◆ **Directions for this task**
From the line containing "Identify the white egg with yellow" through the last line of the material, copy every line exactly, both ends inclusive; do not copy pictures.

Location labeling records
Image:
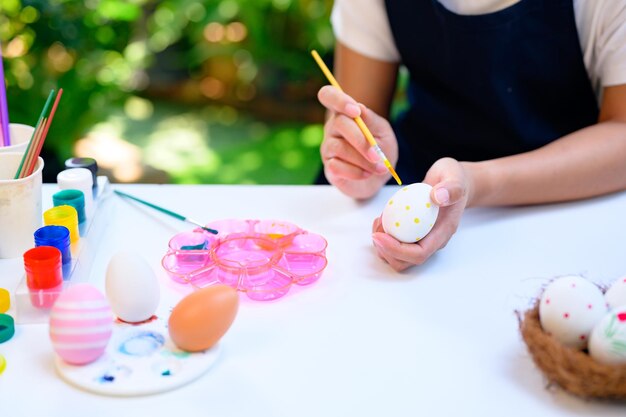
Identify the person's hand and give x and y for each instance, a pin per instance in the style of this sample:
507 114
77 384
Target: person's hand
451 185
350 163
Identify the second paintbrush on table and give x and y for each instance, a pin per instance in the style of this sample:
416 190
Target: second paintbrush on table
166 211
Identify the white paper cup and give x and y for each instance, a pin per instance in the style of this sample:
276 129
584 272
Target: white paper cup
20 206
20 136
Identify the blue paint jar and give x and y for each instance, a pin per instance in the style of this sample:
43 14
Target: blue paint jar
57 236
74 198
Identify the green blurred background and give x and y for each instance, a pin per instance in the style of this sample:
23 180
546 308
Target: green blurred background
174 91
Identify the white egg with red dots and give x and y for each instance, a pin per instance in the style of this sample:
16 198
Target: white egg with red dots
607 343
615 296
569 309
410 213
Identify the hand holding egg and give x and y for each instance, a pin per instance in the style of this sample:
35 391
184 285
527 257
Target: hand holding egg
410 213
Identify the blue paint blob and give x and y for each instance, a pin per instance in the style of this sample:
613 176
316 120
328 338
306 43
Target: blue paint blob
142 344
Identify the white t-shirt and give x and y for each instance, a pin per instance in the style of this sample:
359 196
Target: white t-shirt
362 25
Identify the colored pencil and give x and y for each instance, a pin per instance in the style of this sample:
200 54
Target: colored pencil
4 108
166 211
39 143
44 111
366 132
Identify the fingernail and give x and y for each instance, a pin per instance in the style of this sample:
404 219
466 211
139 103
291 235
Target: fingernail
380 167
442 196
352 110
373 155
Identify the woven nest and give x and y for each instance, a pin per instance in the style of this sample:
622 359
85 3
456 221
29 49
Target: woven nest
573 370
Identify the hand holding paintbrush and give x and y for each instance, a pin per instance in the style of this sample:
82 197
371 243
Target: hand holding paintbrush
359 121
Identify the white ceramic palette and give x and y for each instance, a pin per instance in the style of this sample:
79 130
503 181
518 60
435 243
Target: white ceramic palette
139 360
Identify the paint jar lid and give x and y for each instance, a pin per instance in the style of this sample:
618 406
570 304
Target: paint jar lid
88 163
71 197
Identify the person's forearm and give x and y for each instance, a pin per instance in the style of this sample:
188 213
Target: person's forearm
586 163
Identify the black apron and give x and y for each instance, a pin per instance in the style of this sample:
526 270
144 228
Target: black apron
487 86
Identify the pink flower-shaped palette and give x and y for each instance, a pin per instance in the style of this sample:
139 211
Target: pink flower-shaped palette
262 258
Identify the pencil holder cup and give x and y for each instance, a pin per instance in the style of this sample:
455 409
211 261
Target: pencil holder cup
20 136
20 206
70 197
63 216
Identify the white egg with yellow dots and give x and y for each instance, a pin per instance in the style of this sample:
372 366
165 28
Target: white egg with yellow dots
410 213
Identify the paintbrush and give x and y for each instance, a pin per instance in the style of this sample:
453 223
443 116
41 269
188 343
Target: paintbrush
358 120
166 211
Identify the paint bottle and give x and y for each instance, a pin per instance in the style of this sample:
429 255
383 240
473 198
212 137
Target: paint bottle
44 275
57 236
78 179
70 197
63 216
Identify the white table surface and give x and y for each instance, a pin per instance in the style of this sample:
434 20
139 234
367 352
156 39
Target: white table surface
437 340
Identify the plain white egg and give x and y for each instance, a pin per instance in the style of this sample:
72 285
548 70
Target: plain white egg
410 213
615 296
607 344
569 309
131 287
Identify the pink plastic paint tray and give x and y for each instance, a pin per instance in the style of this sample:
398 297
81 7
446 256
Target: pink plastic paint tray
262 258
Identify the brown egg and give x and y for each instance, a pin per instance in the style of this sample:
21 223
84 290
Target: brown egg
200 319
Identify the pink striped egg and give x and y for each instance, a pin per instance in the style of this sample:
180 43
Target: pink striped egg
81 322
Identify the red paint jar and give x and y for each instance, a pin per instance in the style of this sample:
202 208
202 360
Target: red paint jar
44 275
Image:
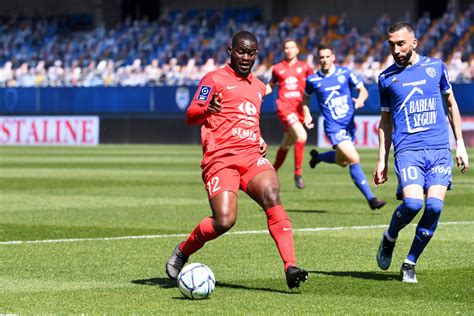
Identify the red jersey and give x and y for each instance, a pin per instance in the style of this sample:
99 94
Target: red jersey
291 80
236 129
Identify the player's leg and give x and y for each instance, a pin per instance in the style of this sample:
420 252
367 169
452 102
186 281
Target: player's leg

◆ **Correct output**
Identify the white egg with yellow dots and give x and y for each instance, a pin per instance in the style of this sample:
372 366
165 28
Target: white egg with yellow dots
410 213
Identify the paintbrush and give x and y for each instance, a pin per instance in the style of this sample:
453 223
443 116
41 269
188 343
Target: paintbrush
358 120
166 211
Identify the paint bottle and give x and y for each instance, a pin per instance in the style of this sample:
429 255
383 240
473 198
212 137
Target: paint bottle
44 275
57 236
78 179
70 197
63 216
Identify the white table surface and give x and y for each instance, a pin per instance in the style of this sample:
434 20
139 234
367 352
156 39
Target: white table surface
437 340
Identify the plain white egg and give x and y for each instance, a pin per instance in the style of this sample:
72 285
548 70
Target: plain white egg
410 213
615 296
607 344
569 309
131 287
Identify the pink plastic paint tray and give x and y for each instance, a pin per instance in the style of this sample:
398 297
81 7
446 256
Target: pink plastic paint tray
262 258
Identify the brown egg and give x and y for each instance, a pin per instance in the style of this sample:
21 223
84 290
Target: brown egg
200 319
Identify the pink striped egg and give x and y for each instance, a pin per instance in the style of this sample:
180 43
Target: pink striped egg
81 322
Identify the red paint jar and give x and y for each instance, a pin per instance in the style of this sample:
202 208
202 360
Target: red paint jar
44 275
Image:
Identify the red jersey and give x and y for each instance, a pin per instance in the style of this sample:
99 94
Target: red jersey
291 80
236 129
Identify the player's leg and give x and y for each instance, a pin per instance in the style of this sample:
420 252
367 169
452 102
186 281
Target: player's leg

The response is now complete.